◆ **Text block**:
>>>>
Interventional Research in Palliative Care: Challenges and Opportunities

May 2013

Palliative care provides an interdisciplinary approach to caring for patients with life-threatening illnesses, with a focus on improving quality of life as it relates to physical, psychosocial, and spiritual dimensions. Palliative care has many forms, including management of physical symptoms, attention to spiritual and psychological distress, communication about life-threatening illness, and development of care plans that reflect individual goals. Each of these areas provides rich territory for intervention-based research. Yet interventional research in palliative care has many challenges, including a vulnerable population in which recruitment may be ethically complex and in which patients have limited lifespans, variable illness trajectories, and often, progressive symptoms that make assessment of intervention efficacy difficult. In addition, because palliative care is tailored to the wishes of the individual, assessing the effectiveness of outcomes is highly complex.
<<<<
◆ **Check your understanding**:
#1 Name each form of palliative care that the passage on palliative care research lists.
#2 Summarize the passage on palliative care research in two sentences.
#3 Extend the passage on palliative care research by a few sentences, starting after its final sentence.
These data entries have nothing to do with the passage on palliative care research.

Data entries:
>>>>
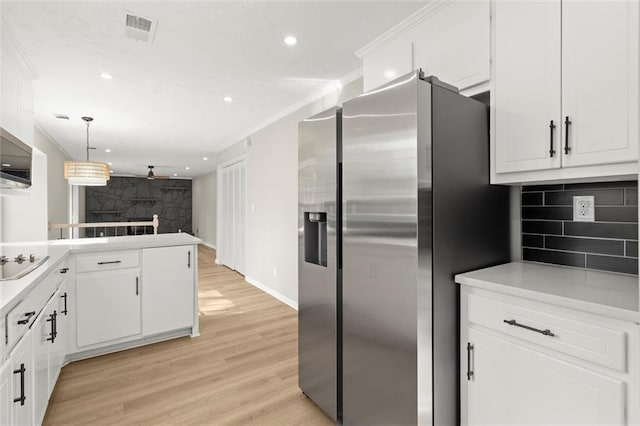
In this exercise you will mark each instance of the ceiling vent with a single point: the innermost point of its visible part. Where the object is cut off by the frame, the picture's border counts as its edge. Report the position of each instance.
(139, 28)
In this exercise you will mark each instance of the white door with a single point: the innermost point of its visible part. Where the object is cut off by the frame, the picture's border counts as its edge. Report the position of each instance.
(108, 306)
(600, 81)
(232, 245)
(6, 399)
(527, 85)
(514, 385)
(167, 289)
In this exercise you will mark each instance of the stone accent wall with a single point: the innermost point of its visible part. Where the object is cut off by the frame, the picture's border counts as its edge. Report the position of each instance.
(138, 199)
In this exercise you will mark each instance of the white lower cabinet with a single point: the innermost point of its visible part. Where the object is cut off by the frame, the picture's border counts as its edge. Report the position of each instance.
(48, 344)
(525, 362)
(6, 399)
(515, 385)
(22, 383)
(168, 294)
(108, 306)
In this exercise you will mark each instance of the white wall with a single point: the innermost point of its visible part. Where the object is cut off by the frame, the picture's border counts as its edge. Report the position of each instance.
(205, 208)
(272, 196)
(24, 213)
(57, 185)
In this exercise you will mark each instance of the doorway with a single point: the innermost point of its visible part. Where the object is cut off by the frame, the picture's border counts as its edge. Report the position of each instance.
(232, 215)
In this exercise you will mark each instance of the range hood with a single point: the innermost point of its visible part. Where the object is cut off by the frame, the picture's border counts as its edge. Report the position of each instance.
(15, 162)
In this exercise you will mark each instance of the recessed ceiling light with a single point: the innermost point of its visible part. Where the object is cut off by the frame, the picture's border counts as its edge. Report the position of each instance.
(390, 74)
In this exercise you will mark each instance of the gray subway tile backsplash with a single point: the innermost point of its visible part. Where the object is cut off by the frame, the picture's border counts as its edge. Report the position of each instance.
(550, 235)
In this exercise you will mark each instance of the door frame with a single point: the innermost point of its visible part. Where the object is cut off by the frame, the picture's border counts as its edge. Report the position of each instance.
(219, 204)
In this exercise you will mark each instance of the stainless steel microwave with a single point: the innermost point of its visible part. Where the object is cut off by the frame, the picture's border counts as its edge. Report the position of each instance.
(15, 161)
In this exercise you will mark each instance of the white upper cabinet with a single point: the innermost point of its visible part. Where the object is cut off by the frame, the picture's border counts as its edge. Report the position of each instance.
(600, 81)
(527, 85)
(564, 89)
(16, 102)
(450, 40)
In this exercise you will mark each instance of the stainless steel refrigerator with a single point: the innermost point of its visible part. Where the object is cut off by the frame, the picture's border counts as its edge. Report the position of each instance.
(390, 210)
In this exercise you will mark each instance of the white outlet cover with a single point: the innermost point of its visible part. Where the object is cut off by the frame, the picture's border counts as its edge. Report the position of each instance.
(584, 208)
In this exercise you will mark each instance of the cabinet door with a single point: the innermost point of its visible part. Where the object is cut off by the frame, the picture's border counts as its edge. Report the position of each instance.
(6, 398)
(526, 85)
(21, 383)
(168, 299)
(514, 385)
(600, 81)
(57, 348)
(41, 335)
(108, 306)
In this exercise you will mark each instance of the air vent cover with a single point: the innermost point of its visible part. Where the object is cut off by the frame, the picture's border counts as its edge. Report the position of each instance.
(139, 28)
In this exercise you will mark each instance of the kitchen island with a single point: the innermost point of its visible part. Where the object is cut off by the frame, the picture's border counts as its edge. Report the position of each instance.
(89, 297)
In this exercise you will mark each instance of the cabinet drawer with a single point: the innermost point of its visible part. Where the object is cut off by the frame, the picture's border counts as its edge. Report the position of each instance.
(107, 261)
(591, 342)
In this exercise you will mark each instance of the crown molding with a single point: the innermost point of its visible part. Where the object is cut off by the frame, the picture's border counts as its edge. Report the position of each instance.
(432, 7)
(21, 56)
(346, 79)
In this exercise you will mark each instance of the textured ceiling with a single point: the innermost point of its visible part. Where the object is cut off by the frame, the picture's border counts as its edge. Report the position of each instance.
(165, 103)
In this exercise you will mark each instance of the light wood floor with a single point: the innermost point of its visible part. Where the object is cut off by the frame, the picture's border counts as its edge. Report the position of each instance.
(241, 370)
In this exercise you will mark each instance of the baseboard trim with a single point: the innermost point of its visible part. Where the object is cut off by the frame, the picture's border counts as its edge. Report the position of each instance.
(281, 297)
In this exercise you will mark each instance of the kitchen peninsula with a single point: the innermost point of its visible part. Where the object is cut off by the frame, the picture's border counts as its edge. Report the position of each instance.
(90, 297)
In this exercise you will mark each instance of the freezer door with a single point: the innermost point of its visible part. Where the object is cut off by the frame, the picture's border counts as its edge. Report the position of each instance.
(318, 141)
(380, 261)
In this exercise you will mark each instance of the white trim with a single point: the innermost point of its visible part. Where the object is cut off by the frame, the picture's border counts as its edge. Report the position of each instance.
(22, 57)
(281, 297)
(432, 7)
(346, 79)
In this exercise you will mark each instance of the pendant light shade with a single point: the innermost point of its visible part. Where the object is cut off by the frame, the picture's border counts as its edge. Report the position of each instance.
(87, 173)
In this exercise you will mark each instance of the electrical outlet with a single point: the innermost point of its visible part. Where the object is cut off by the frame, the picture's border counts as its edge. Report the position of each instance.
(584, 208)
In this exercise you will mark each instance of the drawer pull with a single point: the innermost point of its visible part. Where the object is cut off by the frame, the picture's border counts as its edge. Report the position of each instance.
(28, 316)
(469, 370)
(109, 262)
(546, 332)
(21, 372)
(65, 311)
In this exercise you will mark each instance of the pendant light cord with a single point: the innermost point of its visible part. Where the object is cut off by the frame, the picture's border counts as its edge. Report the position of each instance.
(88, 122)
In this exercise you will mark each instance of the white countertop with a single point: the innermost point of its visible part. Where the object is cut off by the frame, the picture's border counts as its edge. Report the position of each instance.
(13, 291)
(604, 293)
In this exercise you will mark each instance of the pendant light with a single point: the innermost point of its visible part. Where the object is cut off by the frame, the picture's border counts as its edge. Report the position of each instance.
(86, 173)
<<<<
◆ **Answer set**:
#1
- Management of physical symptoms
- Attention to spiritual and psychological distress
- Communication about life-threatening illness
- Development of care plans that reflect individual goals

#2 Palliative care is an interdisciplinary approach that aims to improve quality of life for patients with life-threatening illnesses, and its many forms offer rich territory for intervention-based research. Such research is difficult, however: the patient population is vulnerable, with limited lifespans, variable illness trajectories and progressive symptoms, and care tailored to individual wishes makes outcomes hard to assess.

#3
Harvard Medical School and the Harvard School of Public Health have some of the leading palliative care researchers in the country, but as yet there is no central forum for discussing research and developing collaborations. In addition, despite the number of palliative care researchers at Harvard, novel research in palliative care interventions is being performed by relatively few researchers here, with the bulk of the work being done around the country and the world. This seminar, focused on intervention-based research in palliative care, aims to bring together local faculty to foster learning and collaboration, and to gather national leaders in the field at Harvard to share their experience and expertise. The ultimate goal of this seminar is to foster interventional research in palliative care at Harvard University.